---- PROVIDED TEXT

Example highlight queries

An installation and deployment of i2 Analyze provides two sets of example highlight queries that you can use alongside the documentation when you write your own queries.

The first set of example highlight queries is in the i2 Analyze deployment toolkit. The toolkit\examples\highlight-queries\highlight-queries-configuration.xml file contains an annotated set of highlight queries that are compatible with the example law enforcement schema. In an example deployment of i2 Analyze, these queries take the place of the automatically generated set.

The second set of example highlight queries is in the XML that you can fetch from a running i2 Analyze deployment. These automatically generated queries are compatible with the live Information Store schema.

--------
---- DATA EXTRACT

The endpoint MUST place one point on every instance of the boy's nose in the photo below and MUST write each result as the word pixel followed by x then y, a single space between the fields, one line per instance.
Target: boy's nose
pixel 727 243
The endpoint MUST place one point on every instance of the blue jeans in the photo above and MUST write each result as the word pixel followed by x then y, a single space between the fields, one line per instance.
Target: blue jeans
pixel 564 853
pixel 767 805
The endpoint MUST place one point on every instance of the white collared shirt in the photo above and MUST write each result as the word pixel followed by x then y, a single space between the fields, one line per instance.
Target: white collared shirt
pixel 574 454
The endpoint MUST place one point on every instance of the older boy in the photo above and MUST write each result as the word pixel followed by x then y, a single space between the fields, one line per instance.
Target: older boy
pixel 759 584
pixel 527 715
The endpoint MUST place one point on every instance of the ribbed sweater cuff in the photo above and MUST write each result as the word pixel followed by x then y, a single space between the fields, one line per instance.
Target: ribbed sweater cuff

--------

TASK PROMPT ->
Quote the passage on example highlight queries word for word, beginning at the words "An installation and" and stopping after "your own queries.". The material plays no part in what follows.

CORRECT OUTPUT ->
An installation and deployment of i2 Analyze provides two sets of example highlight queries that you can use alongside the documentation when you write your own queries.